▶ **INSTRUCTIONS TO FOLLOW**
Rewrite the listing below with "every instance" changed to "all instances" and everything else left as it is. Leave the pictures out of your answer.
[ROWS start]
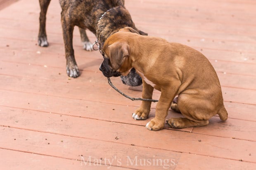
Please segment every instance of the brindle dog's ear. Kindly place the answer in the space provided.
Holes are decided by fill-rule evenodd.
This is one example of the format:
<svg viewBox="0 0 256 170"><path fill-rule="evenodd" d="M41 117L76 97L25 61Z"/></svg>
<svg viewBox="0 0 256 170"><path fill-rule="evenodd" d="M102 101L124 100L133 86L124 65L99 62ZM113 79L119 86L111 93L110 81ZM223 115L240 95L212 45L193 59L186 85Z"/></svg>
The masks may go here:
<svg viewBox="0 0 256 170"><path fill-rule="evenodd" d="M116 71L122 65L123 58L129 56L129 47L127 43L118 42L109 46L109 58L113 70Z"/></svg>

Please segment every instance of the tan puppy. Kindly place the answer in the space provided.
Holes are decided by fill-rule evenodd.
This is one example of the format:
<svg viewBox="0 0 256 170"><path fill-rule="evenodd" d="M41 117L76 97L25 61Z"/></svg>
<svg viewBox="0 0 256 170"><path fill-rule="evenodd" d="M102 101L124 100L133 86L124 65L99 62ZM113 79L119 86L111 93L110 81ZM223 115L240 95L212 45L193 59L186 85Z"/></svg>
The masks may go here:
<svg viewBox="0 0 256 170"><path fill-rule="evenodd" d="M126 75L132 68L143 79L143 98L152 99L155 88L161 92L154 118L146 126L158 130L164 126L170 106L185 118L166 121L173 128L207 125L216 114L225 121L220 82L208 60L189 47L157 37L139 35L126 27L108 38L103 49L100 70L107 77ZM177 103L172 102L178 95ZM136 120L148 118L151 102L142 101L133 114Z"/></svg>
[ROWS end]
▶ **EXERCISE RESPONSE**
Please segment all instances of the brindle dog's ear. Kindly place the answer in the space provided.
Holes are decided by fill-rule evenodd.
This is one example of the format:
<svg viewBox="0 0 256 170"><path fill-rule="evenodd" d="M41 117L76 97L25 61Z"/></svg>
<svg viewBox="0 0 256 170"><path fill-rule="evenodd" d="M102 101L124 100L133 86L124 65L99 62ZM113 79L119 86L111 93L110 81ZM223 115L240 95L212 45L193 59L186 85Z"/></svg>
The masks may go here:
<svg viewBox="0 0 256 170"><path fill-rule="evenodd" d="M116 71L122 65L123 58L129 56L129 47L127 43L118 42L109 46L109 58L113 70Z"/></svg>

Please segment all instances of the tan puppy. Kindly place the answer in the space provided.
Holes are decided by fill-rule evenodd.
This is one example of the format:
<svg viewBox="0 0 256 170"><path fill-rule="evenodd" d="M41 117L76 97L25 61Z"/></svg>
<svg viewBox="0 0 256 170"><path fill-rule="evenodd" d="M102 101L124 100L133 86L124 65L99 62ZM113 79L119 86L111 93L110 81ZM223 115L240 95L212 45L193 59L186 85Z"/></svg>
The masks may go here:
<svg viewBox="0 0 256 170"><path fill-rule="evenodd" d="M126 75L132 68L143 79L143 98L152 99L155 88L161 92L154 118L146 126L158 130L164 126L170 106L185 118L166 121L173 128L207 125L216 114L225 121L220 82L208 60L189 47L157 37L139 35L126 27L108 38L103 49L100 70L107 77ZM177 103L172 102L178 95ZM136 120L148 118L151 102L142 101L133 114Z"/></svg>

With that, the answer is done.